## [PAGE EXCERPT]
777up shows [Ks, Kc] for four Kings
very good looking, congratulations!
777up wrote
at 1:34 PM, Thursday September 25, 2008 EDT
TEXAS CHILI COOK-OFF - JUDGES NOTES:

Notes From An Inexperienced Chili Taster Named FRANK.

Recently I was honored to be selected as an Outstanding Famous
Celebrity
in Texas, to be a judge at a chili cook-off because no one else wanted
to do it. Also the original person called in sick at the last moment
and
I happened to be standing there at the judge's table asking directions
to the beer wagon when the call came. I was assured by the other two
judges that the chili wouldn't be all that spicy. Besides they told me
I
could have free beer during the tasting, so I accepted this as being
one
of those burdens you endure when you're an Internet writer and
therefore
known and adored by all.

## [MATERIAL SHOWN]

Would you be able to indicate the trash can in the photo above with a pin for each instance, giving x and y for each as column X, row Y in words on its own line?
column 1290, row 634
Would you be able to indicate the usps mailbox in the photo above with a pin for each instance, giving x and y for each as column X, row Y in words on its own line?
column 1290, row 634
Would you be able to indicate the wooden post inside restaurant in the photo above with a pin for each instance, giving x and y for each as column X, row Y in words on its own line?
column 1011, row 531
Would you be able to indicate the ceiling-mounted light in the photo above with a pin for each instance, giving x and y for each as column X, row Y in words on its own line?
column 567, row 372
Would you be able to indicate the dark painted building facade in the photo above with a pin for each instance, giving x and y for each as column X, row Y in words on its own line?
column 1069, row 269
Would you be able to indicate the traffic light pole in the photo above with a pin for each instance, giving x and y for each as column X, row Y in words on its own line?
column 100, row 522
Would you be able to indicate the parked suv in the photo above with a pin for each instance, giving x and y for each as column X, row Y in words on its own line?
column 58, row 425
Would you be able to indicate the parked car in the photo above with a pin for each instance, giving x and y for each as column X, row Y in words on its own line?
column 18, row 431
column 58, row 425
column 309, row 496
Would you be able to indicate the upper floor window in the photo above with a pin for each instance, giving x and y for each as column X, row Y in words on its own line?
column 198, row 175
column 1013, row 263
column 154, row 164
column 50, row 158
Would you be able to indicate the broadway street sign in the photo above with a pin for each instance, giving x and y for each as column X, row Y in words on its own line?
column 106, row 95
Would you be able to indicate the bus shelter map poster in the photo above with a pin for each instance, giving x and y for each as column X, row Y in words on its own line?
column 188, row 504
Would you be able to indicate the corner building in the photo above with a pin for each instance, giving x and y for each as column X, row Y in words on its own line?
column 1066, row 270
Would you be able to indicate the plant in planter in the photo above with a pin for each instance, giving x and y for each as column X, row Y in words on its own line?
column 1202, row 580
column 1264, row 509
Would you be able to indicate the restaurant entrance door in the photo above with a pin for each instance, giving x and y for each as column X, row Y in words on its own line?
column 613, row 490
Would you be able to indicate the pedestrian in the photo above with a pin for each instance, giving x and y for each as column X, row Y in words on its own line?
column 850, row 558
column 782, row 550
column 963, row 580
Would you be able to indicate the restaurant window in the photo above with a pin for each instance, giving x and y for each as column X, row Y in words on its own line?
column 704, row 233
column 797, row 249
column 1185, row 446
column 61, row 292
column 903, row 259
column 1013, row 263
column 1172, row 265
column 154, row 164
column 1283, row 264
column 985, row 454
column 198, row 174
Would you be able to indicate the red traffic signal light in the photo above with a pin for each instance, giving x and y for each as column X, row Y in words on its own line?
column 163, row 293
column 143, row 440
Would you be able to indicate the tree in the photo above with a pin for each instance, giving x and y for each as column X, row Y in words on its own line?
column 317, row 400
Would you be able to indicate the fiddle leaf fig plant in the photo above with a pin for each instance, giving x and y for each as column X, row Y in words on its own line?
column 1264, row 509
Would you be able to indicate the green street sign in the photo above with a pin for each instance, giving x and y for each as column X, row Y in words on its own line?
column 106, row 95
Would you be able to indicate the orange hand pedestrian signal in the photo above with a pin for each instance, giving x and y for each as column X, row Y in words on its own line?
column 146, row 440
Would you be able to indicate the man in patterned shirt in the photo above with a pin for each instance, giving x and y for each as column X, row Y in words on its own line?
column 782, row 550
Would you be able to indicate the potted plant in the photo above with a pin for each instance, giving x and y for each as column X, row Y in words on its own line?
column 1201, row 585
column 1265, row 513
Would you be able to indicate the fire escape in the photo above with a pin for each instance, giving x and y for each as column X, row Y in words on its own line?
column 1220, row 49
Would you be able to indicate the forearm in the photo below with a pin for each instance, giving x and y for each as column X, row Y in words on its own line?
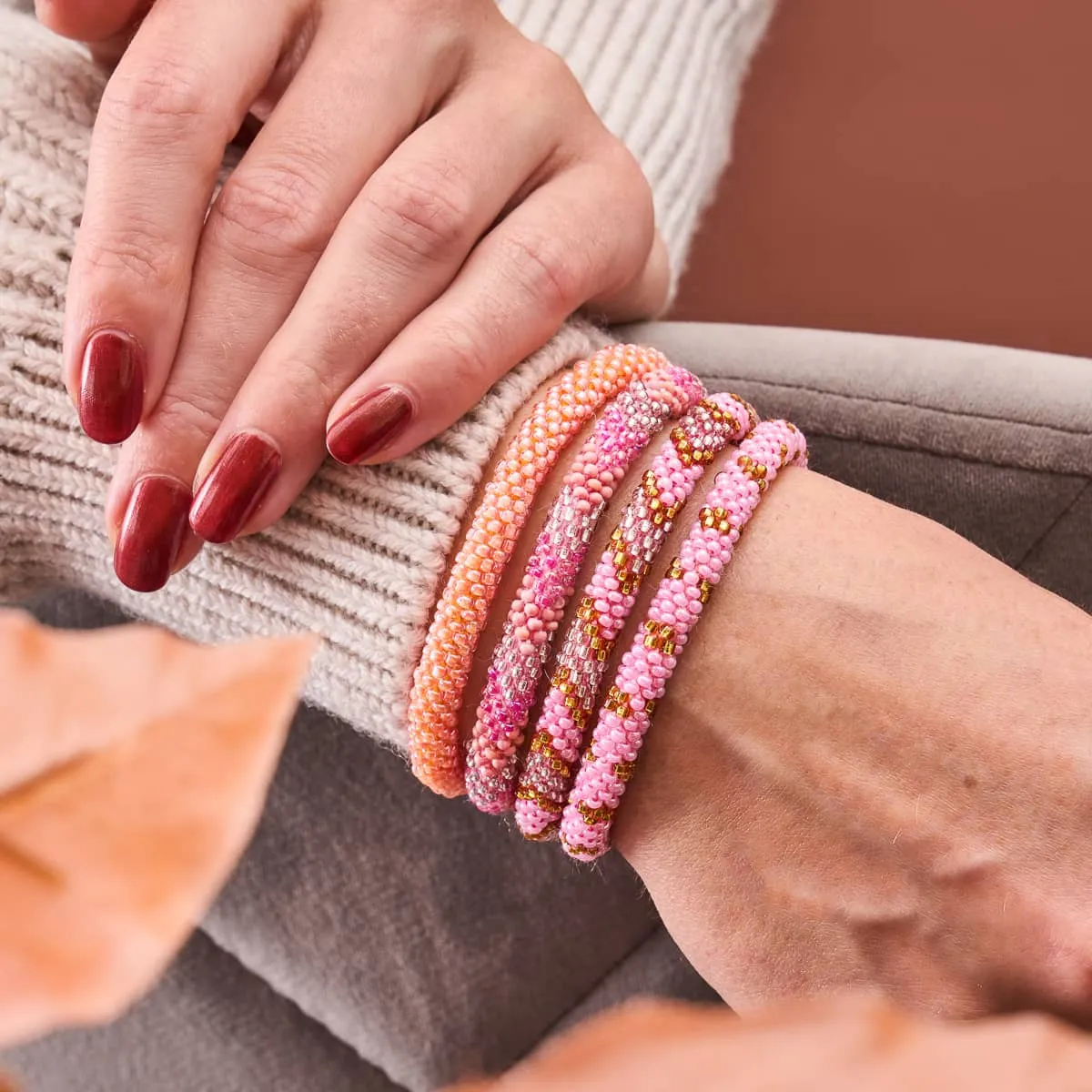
column 846, row 637
column 849, row 637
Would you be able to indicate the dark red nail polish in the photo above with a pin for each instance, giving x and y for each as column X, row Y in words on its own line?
column 370, row 425
column 152, row 533
column 112, row 387
column 235, row 487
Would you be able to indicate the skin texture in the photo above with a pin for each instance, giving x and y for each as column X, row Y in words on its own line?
column 871, row 770
column 420, row 250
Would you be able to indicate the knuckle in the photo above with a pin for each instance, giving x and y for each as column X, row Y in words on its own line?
column 421, row 214
column 165, row 93
column 276, row 210
column 543, row 68
column 135, row 256
column 192, row 415
column 467, row 360
column 314, row 383
column 550, row 271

## [OBJECTIVES]
• 1. In the chili cook-off post, why did Frank end up as a judge, and what did the other judges say that led him to accept? Answer in one to three sentences.
• 2. Please answer these questions on the chili cook-off post:
(a) Which two cards did 777up show?
(b) On what date was the post written?
(c) What was Frank asking directions to when the call came?
• 3. Rewrite the chili cook-off post from "777up shows [Ks, Kc]" to "Taster Named FRANK.", replacing "Inexperienced" with "Novice".

## [EXPECTED RESPONSES]
• 1. He was chosen because no one else wanted to do it, the original judge called in sick at the last moment, and he happened to be at the judge's table asking directions to the beer wagon when the call came. He accepted because the other two judges assured him the chili wouldn't be all that spicy and told him he could have free beer during the tasting.

• 2.
(a) Ks and Kc, for four Kings.
(b) Thursday, September 25, 2008.
(c) The beer wagon.

• 3.
777up shows [Ks, Kc] for four Kings
very good looking, congratulations!
777up wrote
at 1:34 PM, Thursday September 25, 2008 EDT
TEXAS CHILI COOK-OFF - JUDGES NOTES:

Notes From An Novice Chili Taster Named FRANK.